#### [SUPPLIED RECORDS]
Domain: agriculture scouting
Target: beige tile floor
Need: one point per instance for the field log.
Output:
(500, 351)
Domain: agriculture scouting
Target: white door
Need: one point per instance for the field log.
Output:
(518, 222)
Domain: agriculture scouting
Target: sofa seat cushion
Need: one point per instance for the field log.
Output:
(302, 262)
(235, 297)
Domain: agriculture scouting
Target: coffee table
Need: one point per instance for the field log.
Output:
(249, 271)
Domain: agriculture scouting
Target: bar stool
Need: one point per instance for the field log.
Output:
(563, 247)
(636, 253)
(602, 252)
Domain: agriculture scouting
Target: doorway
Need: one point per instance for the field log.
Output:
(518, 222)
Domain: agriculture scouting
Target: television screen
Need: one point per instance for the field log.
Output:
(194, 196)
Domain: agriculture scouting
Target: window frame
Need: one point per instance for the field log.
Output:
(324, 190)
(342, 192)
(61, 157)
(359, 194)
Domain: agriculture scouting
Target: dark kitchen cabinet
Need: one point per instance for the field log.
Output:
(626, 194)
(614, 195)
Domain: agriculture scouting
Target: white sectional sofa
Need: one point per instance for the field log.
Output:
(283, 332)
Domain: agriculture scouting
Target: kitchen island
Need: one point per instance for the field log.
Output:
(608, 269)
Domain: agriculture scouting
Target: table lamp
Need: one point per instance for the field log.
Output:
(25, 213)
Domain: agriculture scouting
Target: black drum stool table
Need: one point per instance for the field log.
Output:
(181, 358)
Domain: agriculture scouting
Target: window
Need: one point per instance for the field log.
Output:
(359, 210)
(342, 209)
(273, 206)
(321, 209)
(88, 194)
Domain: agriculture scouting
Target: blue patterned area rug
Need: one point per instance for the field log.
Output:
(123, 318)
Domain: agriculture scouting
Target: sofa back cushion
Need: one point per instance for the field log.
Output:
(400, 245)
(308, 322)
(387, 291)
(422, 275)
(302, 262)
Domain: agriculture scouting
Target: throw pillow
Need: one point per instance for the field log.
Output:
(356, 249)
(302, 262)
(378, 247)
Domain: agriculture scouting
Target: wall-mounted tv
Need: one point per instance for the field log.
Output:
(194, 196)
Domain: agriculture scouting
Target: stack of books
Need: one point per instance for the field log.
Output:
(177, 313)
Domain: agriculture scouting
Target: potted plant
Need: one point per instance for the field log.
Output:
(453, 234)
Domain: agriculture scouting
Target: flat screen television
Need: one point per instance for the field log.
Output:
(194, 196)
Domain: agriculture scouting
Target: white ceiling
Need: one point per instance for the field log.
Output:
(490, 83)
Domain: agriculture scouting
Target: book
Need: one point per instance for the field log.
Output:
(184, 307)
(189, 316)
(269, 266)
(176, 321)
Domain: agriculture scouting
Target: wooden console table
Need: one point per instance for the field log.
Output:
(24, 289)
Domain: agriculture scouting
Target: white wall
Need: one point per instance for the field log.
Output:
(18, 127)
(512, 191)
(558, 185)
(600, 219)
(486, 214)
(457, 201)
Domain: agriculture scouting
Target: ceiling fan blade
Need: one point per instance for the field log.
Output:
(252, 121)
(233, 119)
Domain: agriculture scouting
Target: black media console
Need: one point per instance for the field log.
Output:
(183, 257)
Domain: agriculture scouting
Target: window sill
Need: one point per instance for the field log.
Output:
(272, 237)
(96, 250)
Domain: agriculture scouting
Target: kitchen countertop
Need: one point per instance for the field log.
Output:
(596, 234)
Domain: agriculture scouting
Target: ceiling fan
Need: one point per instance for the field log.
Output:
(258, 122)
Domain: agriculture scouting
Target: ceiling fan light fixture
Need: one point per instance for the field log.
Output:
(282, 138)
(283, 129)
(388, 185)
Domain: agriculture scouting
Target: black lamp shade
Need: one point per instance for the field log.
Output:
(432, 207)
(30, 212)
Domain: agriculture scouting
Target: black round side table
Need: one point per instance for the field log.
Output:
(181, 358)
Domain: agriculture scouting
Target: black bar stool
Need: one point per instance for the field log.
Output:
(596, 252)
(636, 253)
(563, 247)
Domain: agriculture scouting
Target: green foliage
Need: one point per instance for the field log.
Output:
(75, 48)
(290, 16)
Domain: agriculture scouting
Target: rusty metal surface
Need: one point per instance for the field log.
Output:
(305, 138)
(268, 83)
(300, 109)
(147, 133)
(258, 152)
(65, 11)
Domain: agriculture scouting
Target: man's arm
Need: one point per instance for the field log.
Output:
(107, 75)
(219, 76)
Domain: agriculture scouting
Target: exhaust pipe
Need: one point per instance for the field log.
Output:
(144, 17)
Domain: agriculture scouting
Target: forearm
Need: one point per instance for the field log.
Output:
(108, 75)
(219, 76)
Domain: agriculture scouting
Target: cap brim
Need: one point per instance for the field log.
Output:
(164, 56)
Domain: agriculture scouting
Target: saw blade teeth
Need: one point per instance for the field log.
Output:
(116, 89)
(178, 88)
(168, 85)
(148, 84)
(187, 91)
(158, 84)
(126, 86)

#### [WHAT IS EXPECTED]
From the opening line of the data above, please print each line as written up to and including the line that contains "Target: bar stool", and nothing more.

#### [SOLUTION]
Domain: agriculture scouting
Target: beige tile floor
Need: one point per instance for the field log.
Output:
(500, 351)
Domain: agriculture scouting
Target: white door
Need: one point per instance for the field log.
Output:
(518, 222)
Domain: agriculture scouting
Target: sofa seat cushion
Need: one point per instance for the field log.
Output:
(302, 262)
(235, 297)
Domain: agriculture scouting
Target: coffee table
Need: one point per instance for the field log.
Output:
(249, 271)
Domain: agriculture scouting
Target: bar stool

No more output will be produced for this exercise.